━━━ Kaynak Metin

Turizm

Atatürk’ün özel ilgi gösterdiği Türkiye'nin ilk milli kazısı: Alacahöyük'te Anadolu'nun gizemli tarihine yolculuk

Alacahöyük'ün tarih öncesi dönemlerden Cumhuriyet dönemine uzanan eşsiz tarihi... Atatürk'ün özel ilgisi ile başlayan Alacahöyük kazıları, Anadolu'nun derin tarihi için çok önemli bilgiler sağlıyor. Pek çok farklı uygarlığa ev sahipliği yapan 7 bin yıllık geçmişe sahip Alacahöyük, Anadolu tarihi için büyük önem taşıyor.

Abone Ol

Alacahöyük, Çorum'un Alaca ilçesinin Alacahöyük köyünde bulunan bir höyüktür. Alacahöyük sürekli gelişim dizisi içinde bir yerleşim yeriydi. İlk olarak 1835'de gezilen Alacahöyük, o zamandan beri araştırma ve kazılarla keşfedilmeye çalışıldı. Alacahöyük'ü dikkat çekici kılan en önemli özelliği dört ayrı kültürden kalma yerleşim ya da yapı katı barındırması ve kral ve kraliçelere ait mezarlar...

Alacahöyük'ün birinci kültür evresinde Frigler, Bizans, Roma, Anadolu Selçuklu ve Osmanlı dönemine ait kalıntılar bulunurken, ikinci kültür evresinde Hititler'e ait önemli kalıntılar ortaya çıkmıştır. Üçüncü ve dördüncü kültür evresinde Erken Tunç Çağına ve Bakır Çağına ait kalıntılar bulunmuştur. Dünden bugüne birçok medeniyete yaşam yeri olmuş Alacahöyük, Anadolu Arkeolojisine büyük katkı sağlamıştır.

Kalkolitik Çağ'da Anakaya üzerine kurulan ilk yerleşim, güneye bakan, deniz seviyesinden oldukça yüksekte bir alanda kurulmuş ve kuzey kesimleri küçük tepelerle koruma altına alınmıştır. Bu çağda mimari sadece taş temeller ve güneşte kurutulmuş tuğlalar anlamına geliyordu. Çatılar sazlık ve sıkıştırılmış toprakla kaplıydı.

Hititlerin en önemli şehirlerinden biri...

━━━━━━
━━━ Öğeler

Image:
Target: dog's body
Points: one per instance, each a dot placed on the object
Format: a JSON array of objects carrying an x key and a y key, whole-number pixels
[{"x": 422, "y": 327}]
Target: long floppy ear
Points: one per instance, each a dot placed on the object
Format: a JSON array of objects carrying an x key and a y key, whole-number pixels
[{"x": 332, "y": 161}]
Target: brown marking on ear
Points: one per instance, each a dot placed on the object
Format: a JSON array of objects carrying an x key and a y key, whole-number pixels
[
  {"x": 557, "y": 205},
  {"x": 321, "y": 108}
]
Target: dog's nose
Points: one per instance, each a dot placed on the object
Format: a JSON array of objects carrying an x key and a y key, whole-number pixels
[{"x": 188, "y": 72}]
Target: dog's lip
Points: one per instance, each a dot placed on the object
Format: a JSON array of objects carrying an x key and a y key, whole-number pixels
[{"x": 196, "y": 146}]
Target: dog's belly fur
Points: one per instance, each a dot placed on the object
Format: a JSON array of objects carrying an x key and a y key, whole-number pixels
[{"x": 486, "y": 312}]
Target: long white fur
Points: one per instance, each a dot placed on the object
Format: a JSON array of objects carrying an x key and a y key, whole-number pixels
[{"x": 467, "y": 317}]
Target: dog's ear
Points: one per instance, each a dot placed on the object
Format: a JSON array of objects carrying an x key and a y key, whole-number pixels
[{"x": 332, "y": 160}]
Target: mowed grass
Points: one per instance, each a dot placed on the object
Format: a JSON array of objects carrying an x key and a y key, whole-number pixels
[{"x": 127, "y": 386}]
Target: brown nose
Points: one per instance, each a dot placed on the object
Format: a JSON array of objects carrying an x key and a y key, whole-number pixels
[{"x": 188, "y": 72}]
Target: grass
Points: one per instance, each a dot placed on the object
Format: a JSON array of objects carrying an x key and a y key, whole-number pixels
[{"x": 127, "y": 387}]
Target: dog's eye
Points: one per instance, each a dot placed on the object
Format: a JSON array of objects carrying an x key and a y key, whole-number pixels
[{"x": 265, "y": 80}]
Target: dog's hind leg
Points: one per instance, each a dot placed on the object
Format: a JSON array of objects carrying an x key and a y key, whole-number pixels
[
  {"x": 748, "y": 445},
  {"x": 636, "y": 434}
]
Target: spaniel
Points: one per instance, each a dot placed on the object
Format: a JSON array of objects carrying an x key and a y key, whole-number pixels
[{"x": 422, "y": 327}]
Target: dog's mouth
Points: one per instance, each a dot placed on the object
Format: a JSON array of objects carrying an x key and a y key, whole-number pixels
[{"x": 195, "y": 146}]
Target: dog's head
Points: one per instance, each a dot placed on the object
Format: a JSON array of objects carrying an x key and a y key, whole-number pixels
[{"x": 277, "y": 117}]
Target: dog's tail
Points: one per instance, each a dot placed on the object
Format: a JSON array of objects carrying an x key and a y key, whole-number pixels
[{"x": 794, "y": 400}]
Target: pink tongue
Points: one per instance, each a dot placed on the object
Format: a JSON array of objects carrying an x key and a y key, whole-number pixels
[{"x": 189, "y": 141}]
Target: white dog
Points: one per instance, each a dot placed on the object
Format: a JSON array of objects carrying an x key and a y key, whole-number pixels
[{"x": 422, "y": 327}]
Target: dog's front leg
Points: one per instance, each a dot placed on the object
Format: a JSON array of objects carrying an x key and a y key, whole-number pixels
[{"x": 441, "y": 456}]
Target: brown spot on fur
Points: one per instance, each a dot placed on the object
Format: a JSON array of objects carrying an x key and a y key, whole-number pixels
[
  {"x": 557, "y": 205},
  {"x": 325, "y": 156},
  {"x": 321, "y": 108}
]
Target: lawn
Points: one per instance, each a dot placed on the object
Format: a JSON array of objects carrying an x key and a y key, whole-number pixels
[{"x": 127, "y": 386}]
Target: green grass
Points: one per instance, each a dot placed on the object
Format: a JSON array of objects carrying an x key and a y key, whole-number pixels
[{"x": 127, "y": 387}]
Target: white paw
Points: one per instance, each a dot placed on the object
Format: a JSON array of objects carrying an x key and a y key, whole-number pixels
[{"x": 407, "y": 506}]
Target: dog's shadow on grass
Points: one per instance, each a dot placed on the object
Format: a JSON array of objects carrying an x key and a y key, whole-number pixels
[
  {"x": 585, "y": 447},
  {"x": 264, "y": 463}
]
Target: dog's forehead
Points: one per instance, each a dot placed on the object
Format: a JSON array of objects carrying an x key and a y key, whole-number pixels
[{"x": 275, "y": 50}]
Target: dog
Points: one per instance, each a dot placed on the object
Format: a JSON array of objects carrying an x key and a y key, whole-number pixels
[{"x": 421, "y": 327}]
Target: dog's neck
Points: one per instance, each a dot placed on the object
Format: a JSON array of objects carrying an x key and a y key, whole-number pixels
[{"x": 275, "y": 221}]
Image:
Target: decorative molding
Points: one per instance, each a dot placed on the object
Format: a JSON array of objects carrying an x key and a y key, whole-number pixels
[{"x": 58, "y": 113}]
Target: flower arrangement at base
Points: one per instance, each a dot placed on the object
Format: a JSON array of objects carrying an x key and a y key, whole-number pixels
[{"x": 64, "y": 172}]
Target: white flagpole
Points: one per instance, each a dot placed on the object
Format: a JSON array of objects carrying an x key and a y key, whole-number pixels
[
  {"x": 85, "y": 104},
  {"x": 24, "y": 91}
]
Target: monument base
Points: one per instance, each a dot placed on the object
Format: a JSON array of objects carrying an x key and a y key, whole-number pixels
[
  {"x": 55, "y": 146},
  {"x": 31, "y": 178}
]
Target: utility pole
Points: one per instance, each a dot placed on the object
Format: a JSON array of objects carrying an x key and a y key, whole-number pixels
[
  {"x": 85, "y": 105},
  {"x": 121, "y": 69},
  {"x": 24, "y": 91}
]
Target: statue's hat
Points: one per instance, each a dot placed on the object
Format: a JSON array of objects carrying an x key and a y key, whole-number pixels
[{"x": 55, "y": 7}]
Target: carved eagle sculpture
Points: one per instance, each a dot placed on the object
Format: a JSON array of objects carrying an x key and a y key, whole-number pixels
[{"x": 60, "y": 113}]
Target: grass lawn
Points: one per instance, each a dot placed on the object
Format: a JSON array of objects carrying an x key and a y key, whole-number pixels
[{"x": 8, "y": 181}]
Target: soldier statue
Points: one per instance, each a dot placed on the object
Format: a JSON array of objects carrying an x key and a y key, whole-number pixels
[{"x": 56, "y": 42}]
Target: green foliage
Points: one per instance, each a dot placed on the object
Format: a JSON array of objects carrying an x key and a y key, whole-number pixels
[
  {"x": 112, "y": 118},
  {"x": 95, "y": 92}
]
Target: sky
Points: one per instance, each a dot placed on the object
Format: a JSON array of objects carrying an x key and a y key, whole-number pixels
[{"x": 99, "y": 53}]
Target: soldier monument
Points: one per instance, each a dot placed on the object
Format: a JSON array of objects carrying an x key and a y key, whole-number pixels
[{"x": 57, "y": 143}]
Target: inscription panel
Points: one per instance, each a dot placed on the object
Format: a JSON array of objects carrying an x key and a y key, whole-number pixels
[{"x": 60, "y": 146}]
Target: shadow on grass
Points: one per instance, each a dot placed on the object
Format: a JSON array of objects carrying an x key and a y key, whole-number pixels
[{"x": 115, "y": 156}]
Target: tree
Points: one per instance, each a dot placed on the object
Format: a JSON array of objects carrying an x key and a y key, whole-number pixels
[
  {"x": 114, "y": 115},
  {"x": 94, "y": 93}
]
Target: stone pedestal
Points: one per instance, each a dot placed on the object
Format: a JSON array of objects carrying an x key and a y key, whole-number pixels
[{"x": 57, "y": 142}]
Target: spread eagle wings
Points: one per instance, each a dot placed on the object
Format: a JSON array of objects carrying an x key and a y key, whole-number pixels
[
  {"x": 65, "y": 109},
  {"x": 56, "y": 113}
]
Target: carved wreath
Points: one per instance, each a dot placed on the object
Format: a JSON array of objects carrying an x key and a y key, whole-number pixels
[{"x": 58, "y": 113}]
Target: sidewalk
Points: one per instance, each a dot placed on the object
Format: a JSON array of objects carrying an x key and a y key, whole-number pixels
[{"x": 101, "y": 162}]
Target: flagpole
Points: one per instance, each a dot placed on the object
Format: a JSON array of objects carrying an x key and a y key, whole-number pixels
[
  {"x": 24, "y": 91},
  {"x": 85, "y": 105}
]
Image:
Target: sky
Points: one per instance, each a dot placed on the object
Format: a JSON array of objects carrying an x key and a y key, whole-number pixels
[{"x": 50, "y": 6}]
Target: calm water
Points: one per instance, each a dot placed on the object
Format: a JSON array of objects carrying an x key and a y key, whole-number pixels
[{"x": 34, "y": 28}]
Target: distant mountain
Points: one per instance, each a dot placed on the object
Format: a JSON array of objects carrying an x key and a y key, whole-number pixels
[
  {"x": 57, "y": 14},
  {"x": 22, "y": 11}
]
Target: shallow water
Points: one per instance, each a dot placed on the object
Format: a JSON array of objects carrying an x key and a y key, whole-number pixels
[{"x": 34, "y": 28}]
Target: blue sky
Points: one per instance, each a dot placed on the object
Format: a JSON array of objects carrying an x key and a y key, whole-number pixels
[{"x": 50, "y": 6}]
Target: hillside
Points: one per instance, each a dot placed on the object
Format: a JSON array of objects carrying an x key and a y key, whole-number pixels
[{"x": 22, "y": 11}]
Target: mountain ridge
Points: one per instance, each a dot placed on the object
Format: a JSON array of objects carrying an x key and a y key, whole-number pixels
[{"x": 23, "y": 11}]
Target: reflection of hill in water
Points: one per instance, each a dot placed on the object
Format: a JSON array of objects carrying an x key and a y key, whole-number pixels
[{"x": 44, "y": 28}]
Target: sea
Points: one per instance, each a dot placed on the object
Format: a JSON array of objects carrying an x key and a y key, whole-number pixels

━━━━━━

Yapılacak Görevler:
- a) Alacahöyük metnine göre aşağıdaki ifadelerin her biri doğru mu? Her biri için evet ya da hayır deyin ve kararı belirleyen sözleri metinden aynen alıntılayın. (i) Alacahöyük ilk olarak 1835'te gezilmiştir. (ii) Hititlere ait kalıntılar üçüncü kültür evresinde bulunmuştur. (iii) Kalkolitik Çağ'da çatılar kiremitle kaplıydı.
- b) Alacahöyük metninde, Kalkolitik Çağ'da Anakaya üzerine kurulan ilk yerleşimin hangi yöne bakan bir alanda kurulduğu belirtiliyor?

Nihai Cevaplar:
- a)
(i) Evet: "İlk olarak 1835'de gezilen Alacahöyük"
(ii) Hayır: "ikinci kültür evresinde Hititler'e ait önemli kalıntılar ortaya çıkmıştır"
(iii) Hayır: "Çatılar sazlık ve sıkıştırılmış toprakla kaplıydı."

- b) Güneye bakan bir alanda kurulmuştur.